--- start RECORDS TO USE ---

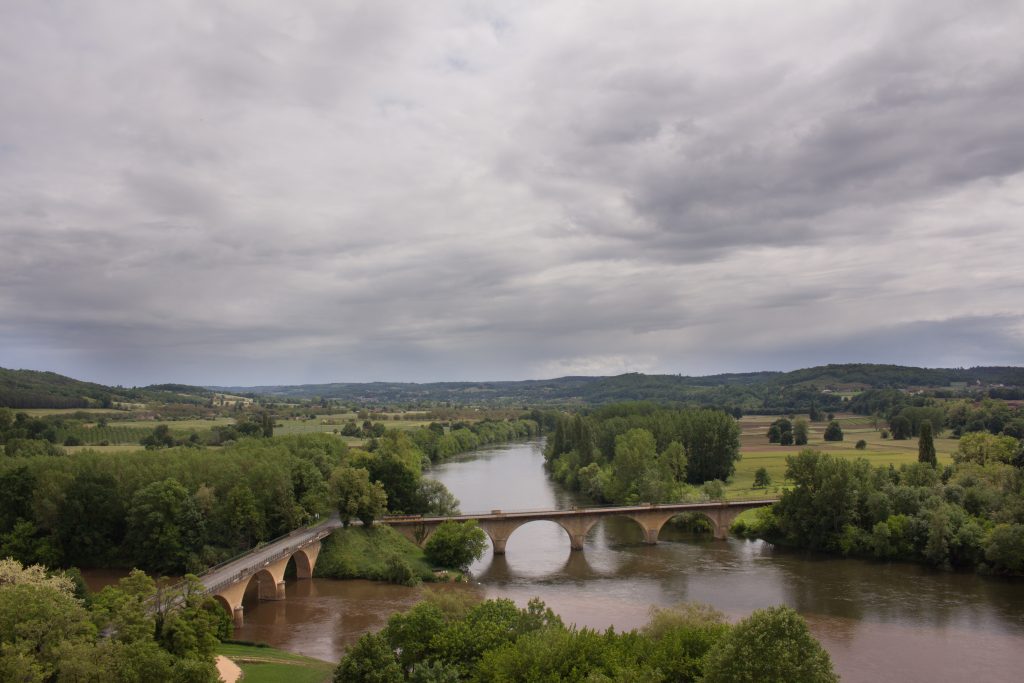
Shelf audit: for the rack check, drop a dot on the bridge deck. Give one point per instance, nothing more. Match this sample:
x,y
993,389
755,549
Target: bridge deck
x,y
245,565
399,520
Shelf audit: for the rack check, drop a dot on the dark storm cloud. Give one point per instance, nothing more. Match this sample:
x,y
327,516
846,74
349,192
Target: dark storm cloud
x,y
253,193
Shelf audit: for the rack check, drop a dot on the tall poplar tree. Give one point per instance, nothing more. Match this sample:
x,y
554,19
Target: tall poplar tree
x,y
926,445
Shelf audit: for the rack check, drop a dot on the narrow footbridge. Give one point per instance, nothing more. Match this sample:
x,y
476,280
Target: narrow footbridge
x,y
228,582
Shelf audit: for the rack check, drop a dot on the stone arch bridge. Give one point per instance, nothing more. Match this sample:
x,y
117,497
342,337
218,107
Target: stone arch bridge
x,y
577,522
228,582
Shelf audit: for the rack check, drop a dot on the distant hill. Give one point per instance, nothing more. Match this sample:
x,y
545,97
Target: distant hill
x,y
768,391
748,390
30,388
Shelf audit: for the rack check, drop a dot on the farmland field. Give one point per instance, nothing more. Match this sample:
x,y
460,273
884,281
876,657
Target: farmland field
x,y
757,452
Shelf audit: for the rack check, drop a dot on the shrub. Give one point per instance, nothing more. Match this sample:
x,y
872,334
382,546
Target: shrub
x,y
455,545
834,432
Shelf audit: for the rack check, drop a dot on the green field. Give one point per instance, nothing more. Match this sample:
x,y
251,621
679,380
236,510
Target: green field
x,y
360,553
757,452
266,665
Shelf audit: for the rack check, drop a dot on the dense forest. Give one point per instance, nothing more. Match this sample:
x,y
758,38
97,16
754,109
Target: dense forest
x,y
970,514
639,452
752,392
449,639
51,629
28,388
188,507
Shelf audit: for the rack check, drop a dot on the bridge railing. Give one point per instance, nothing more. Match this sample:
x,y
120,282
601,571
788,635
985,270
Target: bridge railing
x,y
589,508
264,544
254,567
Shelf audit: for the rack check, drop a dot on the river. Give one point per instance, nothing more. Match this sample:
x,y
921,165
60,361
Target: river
x,y
880,622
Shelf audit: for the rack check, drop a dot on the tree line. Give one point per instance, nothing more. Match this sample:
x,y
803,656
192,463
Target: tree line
x,y
969,514
449,639
51,629
639,452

--- end RECORDS TO USE ---

### WHAT YOU NEED TO DO
Reproduce every record above word for word, omitting the pictures.

### RESULT OF THIS EXERCISE
Shelf audit: for the rack check, drop a dot on the bridge deck. Give one point per instance, nothing more. Match this sample:
x,y
993,389
755,549
Target: bridge deck
x,y
245,565
399,520
Shelf audit: for the rack check, drop a dot on the dark storm cloud. Give one point per instance, nothing more. Match this sample:
x,y
327,516
846,74
349,192
Target: dark storm cloud
x,y
253,193
Shelf audit: for the rack check, drop a dot on the tall poplar tree. Give one point per instance, nothing more. Match this sample:
x,y
554,19
Target: tall poplar tree
x,y
926,445
Shelf audit: for the rack check, drop a dot on the narrow footbridge. Give one point per instance, nothing more. Match this sample:
x,y
476,280
Target: narrow footbridge
x,y
228,582
Shelf audit: for the rack check, drop a dot on the stone arch bridge. Give one point per instance, nothing more. Match this sample:
x,y
117,497
342,337
218,107
Target: stone arch bridge
x,y
577,522
228,582
Shelf audit: for the rack check, drop a dot on the distant hill. Give one point per instance, nothing more. Match this sample:
x,y
545,97
Target: distant hill
x,y
768,391
748,390
30,388
Shelf audit: for the rack check, drop a dot on the farmland field. Give one point per instance, nothing more. Match this sample:
x,y
460,273
884,281
876,657
Target: farmland field
x,y
757,452
Shelf audit: for the rack check, drop a dot on the shrub. Give one point per instance, nothing more. Match this sample:
x,y
872,334
382,546
Target: shrub
x,y
455,545
834,432
Shelf audit: for the rack check, drop a dot on the green field. Give one point per instance, nothing more. Match this sample:
x,y
251,621
679,380
236,510
Target: green field
x,y
360,553
757,452
266,665
Shelf audit: for the rack check, drop a dot on the dense forest. Give one point per instance, nothing more. Match this sample:
x,y
758,38
97,16
754,109
Target: dense forest
x,y
970,514
639,452
752,392
449,639
51,629
28,388
188,507
Shelf audit: for the rack check, drop a dot on the bridge railing. Give one point per instance, nothing more. Match this sample:
x,y
120,282
601,571
788,635
985,270
Target: bridge railing
x,y
589,508
264,544
254,567
Shelf audit: for the rack check, drop a dot on the river. Give one point per instance, nothing more. Match this sample:
x,y
921,165
60,361
Target: river
x,y
880,622
Shelf audit: for the rack check, drop a dot on the tree line. Give one point per instance, nothing more. Match this sample:
x,y
803,656
192,463
Target: tree line
x,y
969,514
449,639
51,629
639,452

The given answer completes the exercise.